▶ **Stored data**
################

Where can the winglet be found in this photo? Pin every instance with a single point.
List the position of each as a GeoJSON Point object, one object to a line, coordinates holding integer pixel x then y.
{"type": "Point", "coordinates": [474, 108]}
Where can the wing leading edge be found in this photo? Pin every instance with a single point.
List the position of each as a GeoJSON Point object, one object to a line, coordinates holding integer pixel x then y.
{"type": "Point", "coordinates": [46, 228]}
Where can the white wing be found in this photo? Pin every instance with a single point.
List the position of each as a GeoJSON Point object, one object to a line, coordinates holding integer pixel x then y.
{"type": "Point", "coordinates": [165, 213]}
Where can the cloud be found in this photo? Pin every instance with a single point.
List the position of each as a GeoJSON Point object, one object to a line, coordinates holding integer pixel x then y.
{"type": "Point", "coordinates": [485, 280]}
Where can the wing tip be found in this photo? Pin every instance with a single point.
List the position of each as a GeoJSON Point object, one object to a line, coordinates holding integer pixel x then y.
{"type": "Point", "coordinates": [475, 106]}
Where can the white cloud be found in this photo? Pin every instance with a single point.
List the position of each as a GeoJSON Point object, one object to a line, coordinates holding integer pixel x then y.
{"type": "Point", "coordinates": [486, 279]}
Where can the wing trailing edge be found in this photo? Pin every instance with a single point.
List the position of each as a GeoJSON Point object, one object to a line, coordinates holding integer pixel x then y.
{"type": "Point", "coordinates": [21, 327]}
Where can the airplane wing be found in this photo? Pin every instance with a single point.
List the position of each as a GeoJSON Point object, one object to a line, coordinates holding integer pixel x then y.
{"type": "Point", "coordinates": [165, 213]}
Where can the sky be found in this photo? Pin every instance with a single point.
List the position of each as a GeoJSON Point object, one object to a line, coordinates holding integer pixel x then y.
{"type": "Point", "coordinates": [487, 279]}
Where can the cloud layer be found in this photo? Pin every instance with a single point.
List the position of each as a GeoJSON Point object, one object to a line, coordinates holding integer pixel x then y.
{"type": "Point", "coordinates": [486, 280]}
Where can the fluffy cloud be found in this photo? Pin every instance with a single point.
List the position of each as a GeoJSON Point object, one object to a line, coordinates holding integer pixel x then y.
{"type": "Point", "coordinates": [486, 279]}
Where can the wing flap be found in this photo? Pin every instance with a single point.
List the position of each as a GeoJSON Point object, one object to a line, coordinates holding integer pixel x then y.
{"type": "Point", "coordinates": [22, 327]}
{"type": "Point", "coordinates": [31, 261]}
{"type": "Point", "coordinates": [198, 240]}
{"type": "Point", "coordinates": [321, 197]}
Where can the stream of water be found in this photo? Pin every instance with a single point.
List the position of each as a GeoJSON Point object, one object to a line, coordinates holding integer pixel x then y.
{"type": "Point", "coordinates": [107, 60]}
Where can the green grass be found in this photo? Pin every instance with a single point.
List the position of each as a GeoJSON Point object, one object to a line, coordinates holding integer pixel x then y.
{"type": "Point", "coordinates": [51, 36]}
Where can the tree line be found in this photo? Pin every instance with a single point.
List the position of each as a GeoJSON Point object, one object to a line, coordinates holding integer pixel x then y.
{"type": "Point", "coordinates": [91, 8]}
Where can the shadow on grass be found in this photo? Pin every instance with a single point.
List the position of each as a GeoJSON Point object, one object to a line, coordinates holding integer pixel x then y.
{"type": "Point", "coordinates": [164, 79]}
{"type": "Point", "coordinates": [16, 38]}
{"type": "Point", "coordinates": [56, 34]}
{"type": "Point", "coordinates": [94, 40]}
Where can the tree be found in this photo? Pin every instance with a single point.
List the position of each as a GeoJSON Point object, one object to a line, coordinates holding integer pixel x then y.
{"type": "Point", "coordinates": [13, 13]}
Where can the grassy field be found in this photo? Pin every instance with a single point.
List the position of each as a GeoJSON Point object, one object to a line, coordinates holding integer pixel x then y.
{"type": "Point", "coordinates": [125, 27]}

################

▶ **TO BE DONE**
Please turn the material into a Markdown table with the columns "Number" and "Line," starting at the line that contains "Where can the tree line" and ending with the final line of the material. Skip any blank lines.

▶ **FULL SOLUTION**
| Number | Line |
|---|---|
| 1 | Where can the tree line be found in this photo? Pin every instance with a single point. |
| 2 | List the position of each as a GeoJSON Point object, one object to a line, coordinates holding integer pixel x then y. |
| 3 | {"type": "Point", "coordinates": [91, 8]} |
| 4 | Where can the shadow on grass be found in this photo? Pin every instance with a single point. |
| 5 | List the position of each as a GeoJSON Point object, one object to a line, coordinates holding integer pixel x then y. |
| 6 | {"type": "Point", "coordinates": [164, 79]} |
| 7 | {"type": "Point", "coordinates": [16, 38]} |
| 8 | {"type": "Point", "coordinates": [56, 34]} |
| 9 | {"type": "Point", "coordinates": [94, 40]} |
| 10 | Where can the tree be found in this photo? Pin every instance with a single point. |
| 11 | List the position of each as a GeoJSON Point object, one object to a line, coordinates holding integer pixel x then y. |
| 12 | {"type": "Point", "coordinates": [13, 13]} |
| 13 | Where can the grassy field be found in this photo? Pin every instance with a single point. |
| 14 | List the position of each as a GeoJSON Point object, one object to a line, coordinates holding integer pixel x then y. |
| 15 | {"type": "Point", "coordinates": [125, 27]} |